══ Texte fourni ══
Pourquoi les discours féministes mettent souvent de côté la question de la
maternité ?
Comme le rappelle souvent Julia, l’expérience de la maternité est trop
souvent banalisée, surmédicalisée, vue à travers les filtres déformants des
préjugés, des discours tout faits et d’un « sens commun » façonné par la
tradition culturelle et les idéologies ; quelque chose manque alors pour
accompagner les mères et libérer leur parole. La société ne prend pas
suffisamment en considération leurs souffrances, leurs doutes, leur
vulnérabilité, de peur sans doute que cela remette en question le moment
magnifié de la naissance d’un
enfant — ou encore l’émancipation des femmes — et toute une série de fantasmes
puissants qui lui sont attachés.
L’épreuve
de la maternité, bien qu’elle
soit source d’émerveillement, de créativité, de « renaissance », et qu’elle
ouvre à une expérience sans égal — d’où peuvent être tirées des énergies
intellectuelles sociales et morales inouïes — n’a
pourtant rien d’idyllique
même lorsqu’elle
est amoureusement voulue, attendue, espérée de tout son cœur et de tout son
corps. Quand bien même s’y serait-elle préparée, la mère, en donnant la vie, se
voit confrontée à la pensée de la mort, à la peur de l’abandon, à l’altération du corps, à l’étrangeté de l’autre et à ses
besoins urgents, à la douleur physique, à la séparation, aux pleurs de
détresse, à la faim et à la soif d'un nourrisson qui dépend entièrement d'elle.
═══
Tâche courte A:
D'après le texte sur la maternité, qui rappelle souvent que l'expérience de la maternité est trop souvent banalisée ?
══ Données fournies ══
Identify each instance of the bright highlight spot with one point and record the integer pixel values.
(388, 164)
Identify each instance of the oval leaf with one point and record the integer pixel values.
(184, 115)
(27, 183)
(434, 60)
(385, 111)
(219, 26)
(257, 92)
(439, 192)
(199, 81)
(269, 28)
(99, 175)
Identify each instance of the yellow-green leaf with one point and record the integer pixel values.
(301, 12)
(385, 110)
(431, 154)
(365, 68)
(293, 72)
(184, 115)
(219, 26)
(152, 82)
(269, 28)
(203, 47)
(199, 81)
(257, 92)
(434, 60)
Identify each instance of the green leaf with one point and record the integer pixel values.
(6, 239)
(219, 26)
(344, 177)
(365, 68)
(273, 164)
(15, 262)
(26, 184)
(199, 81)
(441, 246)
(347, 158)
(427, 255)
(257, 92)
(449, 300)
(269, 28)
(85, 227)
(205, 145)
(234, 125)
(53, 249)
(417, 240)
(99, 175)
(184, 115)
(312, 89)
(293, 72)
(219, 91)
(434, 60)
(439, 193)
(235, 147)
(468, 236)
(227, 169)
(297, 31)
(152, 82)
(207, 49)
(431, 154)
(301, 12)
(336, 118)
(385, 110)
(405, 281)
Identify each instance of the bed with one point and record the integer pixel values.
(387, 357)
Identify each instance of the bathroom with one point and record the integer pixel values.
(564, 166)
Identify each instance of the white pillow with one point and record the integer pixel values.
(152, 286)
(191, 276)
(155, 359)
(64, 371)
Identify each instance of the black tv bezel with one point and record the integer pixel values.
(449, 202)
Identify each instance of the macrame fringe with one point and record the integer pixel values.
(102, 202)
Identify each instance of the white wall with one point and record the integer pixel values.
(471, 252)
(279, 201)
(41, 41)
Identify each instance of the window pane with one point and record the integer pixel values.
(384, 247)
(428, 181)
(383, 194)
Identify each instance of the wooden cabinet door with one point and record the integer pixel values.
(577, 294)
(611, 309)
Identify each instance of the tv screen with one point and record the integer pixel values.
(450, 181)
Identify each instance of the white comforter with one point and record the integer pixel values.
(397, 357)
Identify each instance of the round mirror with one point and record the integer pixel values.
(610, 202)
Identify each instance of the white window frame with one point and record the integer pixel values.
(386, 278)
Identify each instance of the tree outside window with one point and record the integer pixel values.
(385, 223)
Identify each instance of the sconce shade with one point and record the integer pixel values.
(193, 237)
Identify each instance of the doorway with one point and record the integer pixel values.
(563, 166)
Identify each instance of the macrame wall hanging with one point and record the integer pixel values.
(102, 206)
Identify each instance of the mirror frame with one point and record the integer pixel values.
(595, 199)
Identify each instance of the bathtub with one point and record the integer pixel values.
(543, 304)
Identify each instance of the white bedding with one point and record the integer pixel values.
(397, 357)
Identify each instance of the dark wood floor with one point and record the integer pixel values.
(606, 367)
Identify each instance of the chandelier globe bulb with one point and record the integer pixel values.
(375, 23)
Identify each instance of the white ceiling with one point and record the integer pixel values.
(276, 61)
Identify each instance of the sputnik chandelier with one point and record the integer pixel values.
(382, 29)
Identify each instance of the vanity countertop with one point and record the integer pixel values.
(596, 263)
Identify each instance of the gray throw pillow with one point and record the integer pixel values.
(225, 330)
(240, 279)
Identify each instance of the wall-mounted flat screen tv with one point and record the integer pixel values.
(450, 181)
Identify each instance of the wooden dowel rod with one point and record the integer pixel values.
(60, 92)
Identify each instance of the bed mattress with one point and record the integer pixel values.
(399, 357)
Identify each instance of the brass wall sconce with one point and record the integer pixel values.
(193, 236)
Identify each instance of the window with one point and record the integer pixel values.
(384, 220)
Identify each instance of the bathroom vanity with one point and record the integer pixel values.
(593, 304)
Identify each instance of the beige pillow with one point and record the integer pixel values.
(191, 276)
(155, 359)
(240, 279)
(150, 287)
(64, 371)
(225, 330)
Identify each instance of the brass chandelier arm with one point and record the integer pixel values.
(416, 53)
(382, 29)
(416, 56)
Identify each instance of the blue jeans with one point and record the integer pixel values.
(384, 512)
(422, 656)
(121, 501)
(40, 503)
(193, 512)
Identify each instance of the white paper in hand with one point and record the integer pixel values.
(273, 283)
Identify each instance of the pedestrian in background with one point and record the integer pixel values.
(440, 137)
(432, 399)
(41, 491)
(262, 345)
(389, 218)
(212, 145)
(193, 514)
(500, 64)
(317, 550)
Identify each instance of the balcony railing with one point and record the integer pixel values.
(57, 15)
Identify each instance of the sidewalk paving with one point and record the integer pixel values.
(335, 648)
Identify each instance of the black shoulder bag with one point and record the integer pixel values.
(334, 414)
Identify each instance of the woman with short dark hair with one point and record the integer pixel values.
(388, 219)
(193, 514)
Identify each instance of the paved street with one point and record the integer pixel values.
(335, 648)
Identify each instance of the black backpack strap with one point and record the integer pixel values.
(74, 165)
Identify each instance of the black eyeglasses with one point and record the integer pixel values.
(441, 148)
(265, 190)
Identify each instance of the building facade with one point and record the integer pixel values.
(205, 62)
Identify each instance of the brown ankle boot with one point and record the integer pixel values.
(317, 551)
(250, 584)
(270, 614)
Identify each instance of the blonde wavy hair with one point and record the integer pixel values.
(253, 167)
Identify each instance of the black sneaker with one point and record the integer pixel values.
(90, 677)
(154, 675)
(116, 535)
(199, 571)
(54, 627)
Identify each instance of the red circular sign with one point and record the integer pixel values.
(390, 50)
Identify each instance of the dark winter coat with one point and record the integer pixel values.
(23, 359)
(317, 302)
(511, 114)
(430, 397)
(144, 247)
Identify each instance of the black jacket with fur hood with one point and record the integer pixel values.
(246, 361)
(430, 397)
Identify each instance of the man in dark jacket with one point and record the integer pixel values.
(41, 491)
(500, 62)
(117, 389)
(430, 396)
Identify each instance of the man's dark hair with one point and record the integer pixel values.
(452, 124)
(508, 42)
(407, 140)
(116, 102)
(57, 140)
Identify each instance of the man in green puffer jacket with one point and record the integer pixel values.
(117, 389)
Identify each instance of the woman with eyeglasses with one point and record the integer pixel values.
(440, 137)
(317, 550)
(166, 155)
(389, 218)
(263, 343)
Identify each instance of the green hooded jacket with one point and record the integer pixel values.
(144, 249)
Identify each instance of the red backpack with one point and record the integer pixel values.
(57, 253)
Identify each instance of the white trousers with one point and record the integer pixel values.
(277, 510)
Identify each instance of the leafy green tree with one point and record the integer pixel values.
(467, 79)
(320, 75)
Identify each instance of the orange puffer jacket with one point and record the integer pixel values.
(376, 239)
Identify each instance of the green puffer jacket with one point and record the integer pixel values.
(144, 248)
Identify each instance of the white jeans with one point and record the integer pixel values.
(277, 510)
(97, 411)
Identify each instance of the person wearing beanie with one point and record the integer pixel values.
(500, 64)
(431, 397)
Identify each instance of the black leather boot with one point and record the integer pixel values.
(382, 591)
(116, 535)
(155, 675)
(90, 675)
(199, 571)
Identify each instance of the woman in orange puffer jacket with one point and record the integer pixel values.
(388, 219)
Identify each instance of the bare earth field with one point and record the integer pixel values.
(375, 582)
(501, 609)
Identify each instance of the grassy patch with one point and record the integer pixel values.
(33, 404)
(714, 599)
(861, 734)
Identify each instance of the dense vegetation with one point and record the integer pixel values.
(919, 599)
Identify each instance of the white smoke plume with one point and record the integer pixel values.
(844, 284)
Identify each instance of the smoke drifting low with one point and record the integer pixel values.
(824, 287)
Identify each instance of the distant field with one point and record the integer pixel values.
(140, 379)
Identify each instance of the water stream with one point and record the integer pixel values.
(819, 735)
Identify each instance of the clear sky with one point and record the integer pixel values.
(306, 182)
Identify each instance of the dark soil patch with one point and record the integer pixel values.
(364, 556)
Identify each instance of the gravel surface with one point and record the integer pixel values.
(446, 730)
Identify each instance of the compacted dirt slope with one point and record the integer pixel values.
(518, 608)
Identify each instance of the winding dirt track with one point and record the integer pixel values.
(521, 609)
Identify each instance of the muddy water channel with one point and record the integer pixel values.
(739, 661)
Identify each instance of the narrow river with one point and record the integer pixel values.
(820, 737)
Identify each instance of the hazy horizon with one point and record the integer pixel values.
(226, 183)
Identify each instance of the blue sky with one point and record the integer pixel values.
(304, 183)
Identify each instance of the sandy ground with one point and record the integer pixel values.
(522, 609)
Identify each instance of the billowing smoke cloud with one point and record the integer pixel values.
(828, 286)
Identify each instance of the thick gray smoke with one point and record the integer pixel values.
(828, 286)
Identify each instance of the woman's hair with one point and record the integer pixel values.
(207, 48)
═══
Tâche courte B:
Affichez chacune des lignes ci-dessus qui contient le mot « boot ». La casse compte.

Solution détaillée A:
Julia.

Solution détaillée B:
Identify each instance of the brown ankle boot with one point and record the integer pixel values.
Identify each instance of the black leather boot with one point and record the integer pixel values.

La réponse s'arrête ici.